(Point-per-instance localization data)
■ ■ ■ ■

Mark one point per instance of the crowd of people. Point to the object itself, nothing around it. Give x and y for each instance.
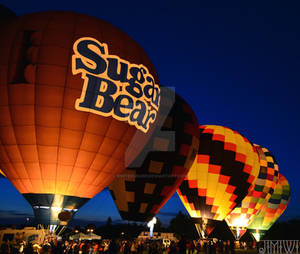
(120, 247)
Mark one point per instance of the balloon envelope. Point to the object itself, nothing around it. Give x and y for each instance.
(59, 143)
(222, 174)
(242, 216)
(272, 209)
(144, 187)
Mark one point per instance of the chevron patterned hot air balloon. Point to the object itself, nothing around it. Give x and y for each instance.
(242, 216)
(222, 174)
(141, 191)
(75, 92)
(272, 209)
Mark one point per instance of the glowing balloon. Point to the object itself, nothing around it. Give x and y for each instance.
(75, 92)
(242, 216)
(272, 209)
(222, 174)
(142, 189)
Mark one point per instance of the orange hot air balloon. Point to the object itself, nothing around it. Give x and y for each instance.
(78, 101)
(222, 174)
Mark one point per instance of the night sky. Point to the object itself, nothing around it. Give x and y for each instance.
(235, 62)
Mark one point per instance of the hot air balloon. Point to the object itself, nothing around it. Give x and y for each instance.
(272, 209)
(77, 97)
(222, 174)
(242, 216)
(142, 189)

■ ■ ■ ■

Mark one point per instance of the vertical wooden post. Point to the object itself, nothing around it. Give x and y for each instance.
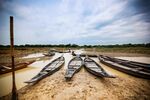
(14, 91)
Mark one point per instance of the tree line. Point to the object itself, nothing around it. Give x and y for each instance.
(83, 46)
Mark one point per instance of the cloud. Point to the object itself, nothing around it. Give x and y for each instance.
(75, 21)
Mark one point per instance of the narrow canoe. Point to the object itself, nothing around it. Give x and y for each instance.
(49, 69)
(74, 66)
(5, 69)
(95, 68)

■ ■ ■ ■

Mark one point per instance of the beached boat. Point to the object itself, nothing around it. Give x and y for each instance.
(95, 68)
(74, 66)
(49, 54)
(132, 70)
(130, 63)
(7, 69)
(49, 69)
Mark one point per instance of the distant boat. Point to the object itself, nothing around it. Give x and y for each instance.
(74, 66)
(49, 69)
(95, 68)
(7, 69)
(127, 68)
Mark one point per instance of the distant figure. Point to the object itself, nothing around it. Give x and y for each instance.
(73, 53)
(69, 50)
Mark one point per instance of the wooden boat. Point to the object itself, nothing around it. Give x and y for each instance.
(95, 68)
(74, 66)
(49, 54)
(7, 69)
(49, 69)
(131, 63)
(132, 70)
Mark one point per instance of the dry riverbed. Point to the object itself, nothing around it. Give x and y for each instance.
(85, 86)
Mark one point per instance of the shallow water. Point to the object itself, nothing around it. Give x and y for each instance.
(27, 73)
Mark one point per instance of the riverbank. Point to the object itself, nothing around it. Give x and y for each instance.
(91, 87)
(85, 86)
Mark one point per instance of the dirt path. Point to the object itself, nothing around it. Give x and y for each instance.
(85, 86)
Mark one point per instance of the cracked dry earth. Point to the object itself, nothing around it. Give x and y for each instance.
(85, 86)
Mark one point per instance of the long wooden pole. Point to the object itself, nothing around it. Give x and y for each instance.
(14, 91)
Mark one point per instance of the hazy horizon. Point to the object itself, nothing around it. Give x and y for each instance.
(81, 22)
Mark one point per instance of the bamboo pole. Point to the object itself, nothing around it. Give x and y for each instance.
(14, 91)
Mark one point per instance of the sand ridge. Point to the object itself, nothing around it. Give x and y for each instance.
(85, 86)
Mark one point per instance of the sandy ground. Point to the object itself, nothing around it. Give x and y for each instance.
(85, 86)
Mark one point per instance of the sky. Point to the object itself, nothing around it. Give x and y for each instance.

■ ■ ■ ■

EXERCISE OBJECTIVE
Each line in the entries above, starting at the line with "Mark one point per instance of the wooden" and ending at the line with "Mark one point per instance of the sky.", is to be printed exactly, and only those lines.

RESPONSE
Mark one point per instance of the wooden boat. Point to the object itself, nothing around it. Give x and y for each instance.
(95, 68)
(74, 66)
(49, 54)
(7, 69)
(49, 69)
(131, 63)
(132, 70)
Mark one point per instance of the dry riverbed. Point to the object itself, nothing around it. Give x and y for each instance.
(85, 86)
Mark one point per instance of the shallow water. Point to the object itself, nothing around it. Give x and y for each instance.
(27, 73)
Mark one point per instance of the riverbank. Point to the object itself, nothing around it. Give x and y for each instance.
(91, 87)
(85, 86)
Mark one point per instance of the dirt path. Point to the object itself, nothing around it. Give x and y for each instance.
(85, 86)
Mark one point per instance of the cracked dry earth. Point to the object itself, nothing around it. Give x and y for each instance.
(85, 86)
Mark one point per instance of the long wooden pole. Point to the object itself, nothing around it. Give x and y for each instance.
(14, 91)
Mark one point per instance of the hazy horizon. Point to the object itself, nothing around it. Give x and y for each instance.
(81, 22)
Mark one point per instance of the bamboo pole. Point to the object itself, nothing around it. Give x and y for each instance.
(14, 91)
Mark one point per instance of the sand ridge. Point to the object itself, nothing around it. Give x and y for each instance.
(85, 86)
Mark one point per instance of the sandy ground. Point to the object itself, nothing around it. Give x and y for each instance.
(85, 86)
Mark one point per instance of the sky. Point to the object itself, nothing around it. Give x and y for each instance.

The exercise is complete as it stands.